Can you change every "sneaker" to "shoe" in the records below and reproduce them with nothing else altered?

PROVIDED MATERIAL
'''
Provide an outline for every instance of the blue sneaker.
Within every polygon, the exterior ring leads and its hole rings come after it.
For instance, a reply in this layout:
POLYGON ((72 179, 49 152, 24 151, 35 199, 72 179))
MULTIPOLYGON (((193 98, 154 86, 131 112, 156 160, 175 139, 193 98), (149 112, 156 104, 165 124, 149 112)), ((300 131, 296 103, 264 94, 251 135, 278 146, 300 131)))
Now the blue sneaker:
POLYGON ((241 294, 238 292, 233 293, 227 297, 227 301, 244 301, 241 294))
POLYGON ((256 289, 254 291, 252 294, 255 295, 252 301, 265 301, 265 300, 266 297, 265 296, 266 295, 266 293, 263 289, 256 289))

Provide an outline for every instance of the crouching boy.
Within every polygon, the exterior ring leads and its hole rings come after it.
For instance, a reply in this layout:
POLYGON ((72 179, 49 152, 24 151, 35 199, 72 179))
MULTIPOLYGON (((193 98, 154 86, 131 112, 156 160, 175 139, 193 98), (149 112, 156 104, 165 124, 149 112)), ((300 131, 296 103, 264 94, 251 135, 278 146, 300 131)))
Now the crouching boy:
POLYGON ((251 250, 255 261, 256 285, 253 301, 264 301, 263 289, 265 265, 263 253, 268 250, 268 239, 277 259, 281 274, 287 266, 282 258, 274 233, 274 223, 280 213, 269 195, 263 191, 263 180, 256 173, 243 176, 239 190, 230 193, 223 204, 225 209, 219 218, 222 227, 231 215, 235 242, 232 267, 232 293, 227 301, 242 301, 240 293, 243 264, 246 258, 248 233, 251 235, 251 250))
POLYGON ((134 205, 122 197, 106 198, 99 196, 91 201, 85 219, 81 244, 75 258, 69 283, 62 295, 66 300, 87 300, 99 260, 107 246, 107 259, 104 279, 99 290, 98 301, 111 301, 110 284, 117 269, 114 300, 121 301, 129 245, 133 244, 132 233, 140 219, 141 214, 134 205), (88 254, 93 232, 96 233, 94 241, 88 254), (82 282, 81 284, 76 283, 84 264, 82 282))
'''
THE RESPONSE
Provide an outline for every instance of the blue shoe.
Within every polygon, the exterior ring leads and its hole rings come after it.
For instance, a reply in this layout:
POLYGON ((72 179, 49 152, 24 151, 35 199, 72 179))
MULTIPOLYGON (((193 98, 154 86, 131 112, 156 160, 175 139, 193 98), (149 112, 156 104, 165 124, 149 112)), ((300 131, 296 103, 264 94, 251 135, 278 146, 300 131)))
Now the blue shoe:
POLYGON ((241 294, 238 292, 233 293, 227 297, 227 301, 244 301, 241 294))
POLYGON ((256 289, 254 291, 252 294, 255 295, 252 301, 265 301, 265 300, 266 297, 265 296, 266 295, 266 293, 263 289, 256 289))

Provide an outline for every instance of the crouching boy.
Within every polygon, the exterior ring leads and its hole rings come after it.
For instance, a reply in this layout:
POLYGON ((72 179, 49 152, 24 151, 35 199, 72 179))
MULTIPOLYGON (((193 98, 154 86, 131 112, 156 160, 175 139, 193 98), (149 112, 156 104, 165 124, 149 112)), ((300 131, 296 103, 264 94, 251 135, 278 146, 300 131)))
Now the crouching boy:
POLYGON ((251 250, 255 261, 256 285, 253 301, 264 301, 263 289, 265 265, 263 253, 268 250, 268 239, 277 259, 281 274, 287 266, 282 258, 274 233, 274 223, 280 213, 269 195, 263 191, 263 180, 256 173, 243 176, 239 190, 230 193, 223 204, 225 209, 219 218, 222 227, 231 215, 235 242, 232 267, 232 293, 227 301, 242 301, 240 293, 243 264, 246 258, 248 233, 251 235, 251 250))
POLYGON ((134 205, 122 197, 106 198, 99 196, 91 201, 85 219, 81 244, 75 258, 69 283, 62 295, 66 300, 87 300, 99 260, 107 246, 107 259, 104 279, 99 290, 98 301, 111 301, 110 284, 117 269, 114 300, 121 301, 129 245, 133 244, 132 233, 140 219, 141 214, 134 205), (88 254, 93 232, 96 233, 94 241, 88 254), (82 282, 81 284, 76 283, 84 264, 82 282))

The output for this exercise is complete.